# Stated problem
Could you carry on the notes from the police sketch artist's talk below, starting right after their final line?

9.67  April 24, 2001

 

Guest presenter: Officer Jack Skinner, Concord Police Department, police sketch artist

Questions:

                What aspects of a face does a sketch artist pay attention to?

                What face recall systems exist?

                What are the potential limitations of face recall systems?

 

Brief biography:

                29 years at Concord, last 6 years working as a police composite artist

                Does character sketches for retirements, police cartoonist

                Interest in art and police work.

                Attended the Northeastern School of Criminal Justice

Has taken various police composite artist courses, including a  3-week facial forensics course at the FBI academy

 

What is a composite sketch?

Graphic rendering of the victim’s (or witnesses’) memory, get the emotions of the witness captured in the image.

Tool for the detective, not used for convictions. Occasionally, sketches are brought in to court, but they are considered hearsay evidence.

Useful for identification purposes or elimination of suspects

Sketch is only as good as the witness

Starting point on paper. The next step would be a photo lineup of similar-looking people.

 

Time

                Unless the crime is traumatic enough, the memory will fade.

Except very traumatic events: for example, in rape cases, standard to wait 24-48 hours.

If the witness saw the perpetrator for a longer period of time, have more time to formulate image and give better, more accurate descriptions than if just saw briefly

 

For what kind of cases are the services of a police artists requested?

-Big cases – when the Boston Globe asks questions like “What have you been doing on the case?” they can answer that they’ve got a police artist working

-High priority crimes, such as murder

 

Sketch ratings

Word question carefully- e.g. Can the officer pick the person out of a crowd with this picture? vs. How good is this? – try to remind witness this is their picture so they don’t try to just please the artist

Occasional correlation between the rating and the apprehended person – high rating usually a pretty good likeness of the perpetrator

 

Sketches have been used for a very long time. From Jack the Ripper to the Lindbergh kidnappers to Tim McVeigh.

 

FBI claims for the rank of most recognizable features:

                1. Eyes

                2. Hair

                3. Nose

                4. Head shape

Personal experience- head shape is the most recognizable

Least recognizable features: ears

 

Witnesses

                Best witness is not always the victim, who may be too flustered or traumatized by the event

With multiple witnesses, figure out who would be the best witness and draw their description. Then, starting with that image, get opinions of the other witnesses.

Best to interview multiple witnesses separately- could have problem of one being more dominant than others if they’re all in the same room.

 

Police composite artist is also an interviewer.

# Records supplied
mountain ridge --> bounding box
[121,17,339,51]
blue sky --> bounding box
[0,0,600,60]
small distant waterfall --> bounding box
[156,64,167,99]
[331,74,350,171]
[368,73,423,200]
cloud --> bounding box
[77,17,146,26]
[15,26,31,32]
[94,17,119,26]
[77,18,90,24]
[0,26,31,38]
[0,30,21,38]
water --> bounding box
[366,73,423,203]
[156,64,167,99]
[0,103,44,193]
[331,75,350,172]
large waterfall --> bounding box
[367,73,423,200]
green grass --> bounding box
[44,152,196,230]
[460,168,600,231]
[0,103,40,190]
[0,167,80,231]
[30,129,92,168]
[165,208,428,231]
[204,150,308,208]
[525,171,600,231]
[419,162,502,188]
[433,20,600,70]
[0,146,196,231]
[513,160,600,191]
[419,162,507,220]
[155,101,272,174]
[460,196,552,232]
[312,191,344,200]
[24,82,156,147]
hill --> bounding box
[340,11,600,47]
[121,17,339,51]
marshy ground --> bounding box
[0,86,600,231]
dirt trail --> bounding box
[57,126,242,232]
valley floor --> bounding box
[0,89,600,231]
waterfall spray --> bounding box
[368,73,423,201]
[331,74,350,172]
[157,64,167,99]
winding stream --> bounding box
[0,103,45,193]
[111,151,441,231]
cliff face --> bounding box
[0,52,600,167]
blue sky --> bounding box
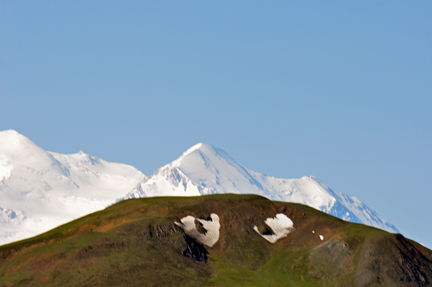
[0,1,432,248]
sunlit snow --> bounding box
[254,213,295,243]
[174,213,220,247]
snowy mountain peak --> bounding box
[0,130,146,245]
[119,143,397,235]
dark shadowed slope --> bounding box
[0,194,432,286]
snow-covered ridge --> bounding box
[0,130,146,245]
[0,130,397,245]
[119,143,398,232]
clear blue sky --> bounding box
[0,1,432,248]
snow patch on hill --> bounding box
[119,143,398,232]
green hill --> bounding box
[0,194,432,286]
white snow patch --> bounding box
[254,213,295,243]
[174,213,220,247]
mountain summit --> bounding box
[0,130,146,245]
[0,133,398,248]
[119,143,398,232]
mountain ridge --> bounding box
[0,130,398,244]
[117,143,398,233]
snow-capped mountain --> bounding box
[0,130,398,245]
[119,143,398,232]
[0,130,146,245]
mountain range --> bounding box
[0,130,398,244]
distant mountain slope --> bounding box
[119,143,398,232]
[0,130,146,245]
[0,194,432,287]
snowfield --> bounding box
[118,143,398,232]
[0,130,146,245]
[0,130,398,245]
[174,213,220,247]
[254,213,295,243]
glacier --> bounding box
[0,130,398,245]
[118,143,399,232]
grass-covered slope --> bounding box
[0,194,432,286]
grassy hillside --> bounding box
[0,195,432,286]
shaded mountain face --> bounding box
[0,130,397,245]
[120,143,398,232]
[0,130,146,244]
[0,194,432,286]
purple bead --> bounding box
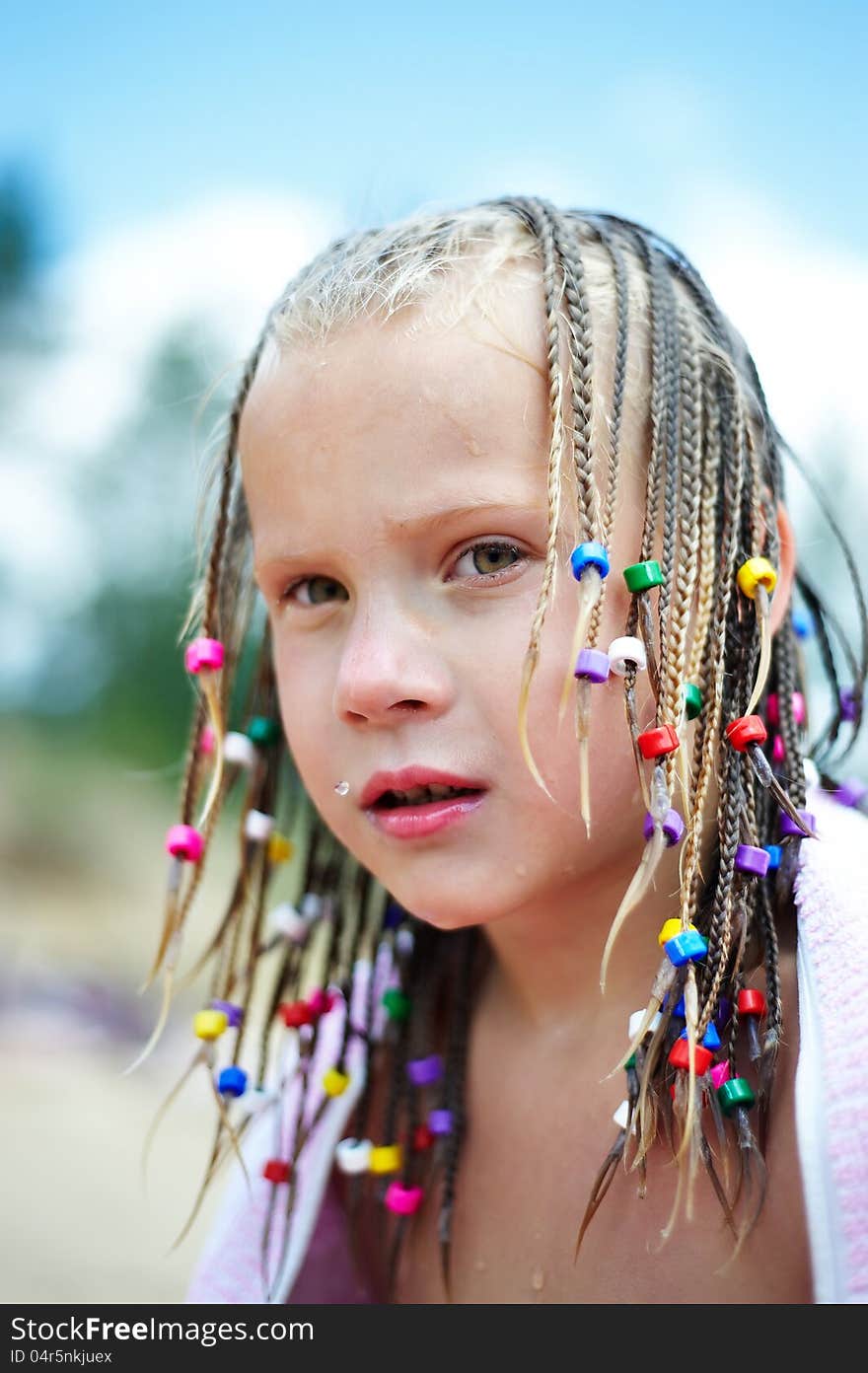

# Written response
                “cognitive interview” – witness talks, you listen

                Generally don’t sit across from witness

                Must relax the witness, make them comfortable

                Word questions carefully, ask open-ended questions so as not to lead the witness

                No pictures in the background, few distractions

                Bring victim mentally back to the scene Have victim sketch the scene If possible, bring back to actual scene

                Let victim give the information rather than ask for it.

                Be flexible with witness

                Don’t stop or interrupt

                Stay in particular descriptive regions (e.g. eye area)

 

Process

                2 phases

 

                - Start with fact sheet

                Ask “If you saw this person again, could you identify him?”- if no, then no point in going on with sketch

                Ask “Does person remind you of anyone?”

 

                - Show pictures of various features (e.g. chin shape, nose type, face shape, etc)

FBI face book contains frontal male features from mugshots and pictures of FBI workers. Currently trying to get a female face book as well.

                If anything looks similar, point it out

                Start with head shape.

 

Frontal images

                Images in FBI face book all frontal

                Most sketches are frontal, but there have been a few side views

 

Computer programs

                Faces

                Mac-i-Mug (?)

 

Personal experience involving class differences

Females more difficult to draw.

Women better at describing- may involve application of makeup.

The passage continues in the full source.